SOURCE TEXT
========================

The 2014 U.S. Air Force policy document A Call to the Future boldly stated that the military of today and the future faces a new threat, a new environment, and urged that our force be prepared to respond appropriately. Its message was and is a call to accept a coming change that we cannot control, be prepared to fight new evolving threats, and begin thinking differently about how to execute our mission.

The Secretary of the Air Force asked that we eschew any “stay the course” mentality, while our Chief of Staff stressed that we “continue to adapt and respond faster than our potential adversaries.” It noted that we must be a strategically agile force, with flexibility and consciousness of the strategic implications of changes. Change is very much a theme, as the report emphasizes “changing those things that stand between us and our ability to rapidly adapt.”

The section that addresses acquisitions was titled “Capability Development.” One reads that “the system is cumbersome, as the cost and complexity of these large programs draw additional layers of oversight and scrutiny,” and that agility must be designed into the system being acquired. It suggests an acquisition process that uses “pivot points” designed to change or abandon elements of a program that have become too costly or that are underperforming. Rapid prototyping is suggested to reduce resources needed to bring new ideas online and to make technology insertion more efficient. It promises that regulations and policies will be changed so we can smartly go from “complex programs rife with crippling interdependencies to programs with simple, severable components, open architectures, and more distributed participation.”

Transitions between full-time and part-time work are to be entertained for the acquisition workforce, with the goal of “flatter and more agile organizations that minimize administrative drag.” For the foreseeable future, the pace of acquisitions will be driven by technology. This “is central to maintaining the asymmetric our Air Force has always provided the nation.” This also in line with the latest National Security Strategy that directs us to “safeguard our science and technology base to keep our edge in the capabilities needed to prevail against any adversary.”
The warfighters—those who operate the systems we field—continue finding new uses that designers never originally imagined. This “feedback loop” is critical and must be made stronger, as it helps “rapidly validate operating concepts … and disseminate them force-wide.” But modern challenges remain that must be confronted.

Meeting the Call: People

Current challenges for the workforce involve how we think, how we organize and how we are developed. If we want more agile acquisitions that effectively implement program pivot points and allow faster decisions, then our people will need to change too. Leading troops is one thing; leading a sea of people with master’s degrees and making them feel empowered is another.

The challenge to address is:

Our not-for-profit workforce must earn
respect as entrepreneurs and be prepared to
take risks based on educated trade-offs.

Often when an organization begins a major acquisition, norms are set that may cause groupthink or other phenomena that could cause problems. One type of groupthink involves overestimations regarding acquisition guidelines and rules, that they must all be followed by the book—every milestone, every piece of documentation, and every step in the staffing process must be met. Another type involves pressure toward uniformity and not questioning the organization’s direction.

========================

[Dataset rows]
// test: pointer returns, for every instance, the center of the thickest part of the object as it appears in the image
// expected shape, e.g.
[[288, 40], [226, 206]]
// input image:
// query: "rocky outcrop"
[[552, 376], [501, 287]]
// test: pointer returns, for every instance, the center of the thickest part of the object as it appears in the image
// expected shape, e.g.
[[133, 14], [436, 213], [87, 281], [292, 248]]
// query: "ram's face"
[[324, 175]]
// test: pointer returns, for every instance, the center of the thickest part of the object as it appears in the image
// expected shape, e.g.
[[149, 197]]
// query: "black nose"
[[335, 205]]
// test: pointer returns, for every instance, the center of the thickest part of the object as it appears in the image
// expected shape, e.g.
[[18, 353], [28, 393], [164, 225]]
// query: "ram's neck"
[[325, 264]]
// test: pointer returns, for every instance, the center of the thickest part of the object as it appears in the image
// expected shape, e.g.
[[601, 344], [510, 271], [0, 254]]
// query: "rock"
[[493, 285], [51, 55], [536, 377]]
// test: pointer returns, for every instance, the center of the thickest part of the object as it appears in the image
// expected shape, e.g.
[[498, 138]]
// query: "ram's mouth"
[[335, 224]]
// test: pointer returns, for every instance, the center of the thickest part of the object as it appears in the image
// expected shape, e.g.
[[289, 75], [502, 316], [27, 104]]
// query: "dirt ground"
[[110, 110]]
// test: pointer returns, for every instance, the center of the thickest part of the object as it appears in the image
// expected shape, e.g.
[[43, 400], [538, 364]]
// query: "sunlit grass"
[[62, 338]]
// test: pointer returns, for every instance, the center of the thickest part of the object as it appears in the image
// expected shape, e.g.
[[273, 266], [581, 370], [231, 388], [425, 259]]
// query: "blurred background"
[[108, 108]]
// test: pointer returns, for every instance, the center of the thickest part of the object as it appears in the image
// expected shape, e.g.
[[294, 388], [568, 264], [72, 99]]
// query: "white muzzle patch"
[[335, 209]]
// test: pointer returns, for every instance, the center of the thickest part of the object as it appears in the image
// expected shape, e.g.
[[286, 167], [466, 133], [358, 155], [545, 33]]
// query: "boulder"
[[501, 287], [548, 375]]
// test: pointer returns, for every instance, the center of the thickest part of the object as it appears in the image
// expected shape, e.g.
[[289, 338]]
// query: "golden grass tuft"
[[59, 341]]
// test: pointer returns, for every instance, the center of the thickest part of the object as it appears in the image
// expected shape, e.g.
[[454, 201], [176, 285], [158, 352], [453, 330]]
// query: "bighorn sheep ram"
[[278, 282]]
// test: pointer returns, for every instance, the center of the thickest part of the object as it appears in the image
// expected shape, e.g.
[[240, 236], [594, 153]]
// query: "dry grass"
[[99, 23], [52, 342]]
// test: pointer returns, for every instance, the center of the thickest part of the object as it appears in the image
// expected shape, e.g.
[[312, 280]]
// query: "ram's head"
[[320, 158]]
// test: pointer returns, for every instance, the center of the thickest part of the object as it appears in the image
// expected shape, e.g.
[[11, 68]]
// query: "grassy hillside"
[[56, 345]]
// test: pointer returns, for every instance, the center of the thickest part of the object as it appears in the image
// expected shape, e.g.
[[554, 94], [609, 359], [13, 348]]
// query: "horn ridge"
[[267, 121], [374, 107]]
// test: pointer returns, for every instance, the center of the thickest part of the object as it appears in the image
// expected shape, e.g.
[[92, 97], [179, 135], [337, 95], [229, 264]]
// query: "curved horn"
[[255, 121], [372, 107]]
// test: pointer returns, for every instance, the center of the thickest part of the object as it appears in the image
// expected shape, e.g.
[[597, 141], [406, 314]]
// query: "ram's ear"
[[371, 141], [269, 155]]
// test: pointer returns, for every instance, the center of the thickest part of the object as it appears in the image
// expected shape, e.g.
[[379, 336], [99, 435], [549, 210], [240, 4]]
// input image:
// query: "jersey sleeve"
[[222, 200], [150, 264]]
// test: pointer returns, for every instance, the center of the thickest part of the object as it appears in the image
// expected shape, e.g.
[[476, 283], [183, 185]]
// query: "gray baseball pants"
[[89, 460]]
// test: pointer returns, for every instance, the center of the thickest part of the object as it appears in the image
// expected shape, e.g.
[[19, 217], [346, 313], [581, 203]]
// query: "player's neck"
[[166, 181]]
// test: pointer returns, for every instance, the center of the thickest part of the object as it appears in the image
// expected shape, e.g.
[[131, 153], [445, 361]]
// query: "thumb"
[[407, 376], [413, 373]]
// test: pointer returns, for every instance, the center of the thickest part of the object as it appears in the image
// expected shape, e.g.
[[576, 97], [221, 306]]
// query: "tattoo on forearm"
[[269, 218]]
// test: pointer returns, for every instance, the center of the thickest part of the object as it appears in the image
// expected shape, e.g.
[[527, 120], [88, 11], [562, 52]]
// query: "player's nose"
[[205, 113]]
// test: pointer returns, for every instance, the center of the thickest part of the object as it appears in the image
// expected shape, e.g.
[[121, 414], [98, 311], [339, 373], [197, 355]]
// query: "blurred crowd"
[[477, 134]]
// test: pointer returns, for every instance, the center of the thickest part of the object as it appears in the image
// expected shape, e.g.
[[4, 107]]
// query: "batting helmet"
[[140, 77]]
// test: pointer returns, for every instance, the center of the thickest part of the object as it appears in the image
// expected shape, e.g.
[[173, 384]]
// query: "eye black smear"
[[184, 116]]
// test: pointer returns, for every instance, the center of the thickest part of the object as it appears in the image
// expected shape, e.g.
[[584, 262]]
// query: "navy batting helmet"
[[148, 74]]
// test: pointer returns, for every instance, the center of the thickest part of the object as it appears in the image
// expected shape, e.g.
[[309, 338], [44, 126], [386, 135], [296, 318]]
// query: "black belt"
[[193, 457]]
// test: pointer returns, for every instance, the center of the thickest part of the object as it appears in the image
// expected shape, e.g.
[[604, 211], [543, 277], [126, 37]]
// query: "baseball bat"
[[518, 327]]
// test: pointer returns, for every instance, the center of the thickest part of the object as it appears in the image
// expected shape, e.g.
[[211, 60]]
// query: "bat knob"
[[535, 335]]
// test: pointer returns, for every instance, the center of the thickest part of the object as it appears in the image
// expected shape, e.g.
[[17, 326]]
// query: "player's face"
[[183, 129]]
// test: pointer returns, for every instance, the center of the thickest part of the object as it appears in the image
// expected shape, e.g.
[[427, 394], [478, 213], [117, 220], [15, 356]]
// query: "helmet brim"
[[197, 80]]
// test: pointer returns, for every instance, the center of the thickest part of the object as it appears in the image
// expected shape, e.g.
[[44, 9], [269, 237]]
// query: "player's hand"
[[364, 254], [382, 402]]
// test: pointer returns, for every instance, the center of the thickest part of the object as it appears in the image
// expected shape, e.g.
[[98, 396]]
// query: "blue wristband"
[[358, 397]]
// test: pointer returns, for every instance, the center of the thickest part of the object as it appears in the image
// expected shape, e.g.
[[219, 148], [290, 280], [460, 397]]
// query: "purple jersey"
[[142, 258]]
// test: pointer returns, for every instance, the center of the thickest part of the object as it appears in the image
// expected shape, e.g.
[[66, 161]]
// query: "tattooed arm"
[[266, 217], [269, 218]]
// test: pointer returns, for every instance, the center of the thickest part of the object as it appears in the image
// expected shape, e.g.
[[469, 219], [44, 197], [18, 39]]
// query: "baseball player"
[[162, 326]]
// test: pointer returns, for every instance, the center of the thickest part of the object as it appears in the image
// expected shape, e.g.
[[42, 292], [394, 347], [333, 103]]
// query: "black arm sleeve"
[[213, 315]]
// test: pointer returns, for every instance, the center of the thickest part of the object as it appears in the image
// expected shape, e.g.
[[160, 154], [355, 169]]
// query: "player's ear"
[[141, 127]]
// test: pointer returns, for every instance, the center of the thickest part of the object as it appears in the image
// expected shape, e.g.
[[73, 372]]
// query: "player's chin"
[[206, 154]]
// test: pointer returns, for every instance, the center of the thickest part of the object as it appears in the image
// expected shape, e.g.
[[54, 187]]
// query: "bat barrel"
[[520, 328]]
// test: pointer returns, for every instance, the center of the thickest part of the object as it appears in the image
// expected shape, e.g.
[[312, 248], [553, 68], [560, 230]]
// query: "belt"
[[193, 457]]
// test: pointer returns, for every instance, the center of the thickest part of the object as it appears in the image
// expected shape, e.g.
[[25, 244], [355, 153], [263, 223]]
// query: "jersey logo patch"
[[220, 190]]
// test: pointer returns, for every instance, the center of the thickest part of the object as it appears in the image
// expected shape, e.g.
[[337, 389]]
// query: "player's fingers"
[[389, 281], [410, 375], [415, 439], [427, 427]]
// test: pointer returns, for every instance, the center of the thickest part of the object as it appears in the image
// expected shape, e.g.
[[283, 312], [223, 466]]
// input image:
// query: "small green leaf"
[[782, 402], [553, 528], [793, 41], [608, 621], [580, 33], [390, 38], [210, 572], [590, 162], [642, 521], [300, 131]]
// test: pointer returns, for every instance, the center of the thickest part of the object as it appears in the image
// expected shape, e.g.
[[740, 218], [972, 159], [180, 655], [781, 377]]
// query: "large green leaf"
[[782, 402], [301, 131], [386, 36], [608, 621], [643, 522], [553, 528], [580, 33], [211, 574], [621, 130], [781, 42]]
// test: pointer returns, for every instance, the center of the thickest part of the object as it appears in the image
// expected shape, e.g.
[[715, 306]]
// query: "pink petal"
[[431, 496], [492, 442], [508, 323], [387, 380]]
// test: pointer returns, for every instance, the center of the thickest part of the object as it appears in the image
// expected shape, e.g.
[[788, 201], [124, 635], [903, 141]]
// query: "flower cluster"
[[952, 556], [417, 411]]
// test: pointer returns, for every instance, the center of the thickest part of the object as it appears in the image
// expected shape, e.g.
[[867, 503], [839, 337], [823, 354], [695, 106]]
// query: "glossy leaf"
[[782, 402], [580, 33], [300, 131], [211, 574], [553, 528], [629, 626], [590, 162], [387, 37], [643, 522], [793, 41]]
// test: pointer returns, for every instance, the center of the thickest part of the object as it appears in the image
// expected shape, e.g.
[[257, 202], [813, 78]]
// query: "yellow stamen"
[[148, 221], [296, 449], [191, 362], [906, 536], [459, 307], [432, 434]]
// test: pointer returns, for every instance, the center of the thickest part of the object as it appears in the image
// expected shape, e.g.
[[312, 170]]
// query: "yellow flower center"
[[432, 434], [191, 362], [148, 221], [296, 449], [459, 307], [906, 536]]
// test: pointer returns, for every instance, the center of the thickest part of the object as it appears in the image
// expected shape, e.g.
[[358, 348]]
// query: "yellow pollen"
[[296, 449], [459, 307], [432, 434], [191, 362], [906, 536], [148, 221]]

========================

EXERCISES
a - Please list the current workforce challenges named in the Air Force acquisition text.
b - Extend the Air Force acquisition text from the point where it stops.

RESPONSES
a -
- How we think
- How we organize
- How we are developed

b -
For example, an organization may hold on to a key performance parameter that through years of analysis and technology development, has been found to be very unrealistic. And this may be held onto despite the group’s best efforts to start with tangible and testable requirements.
Major cost-benefit questions should not be ignored, regardless of the momentum or smoothness of the current program execution. Air Force leaders now recognize and want to incentivize “smart risk-taking” and reward “constructive failure” to knock down barriers to new ideas.

Another barrier arises when a group collectively decides on a course of action that is not in line with the preferences of many or all group members. This is the well-known Abilene Paradox. Many of us have had the pleasure of experiencing this phenomenon, in which a strong personality may push for something and the rest of the group internally disagrees but no one will speak out because they all mistakenly believe everyone else agrees with the plan.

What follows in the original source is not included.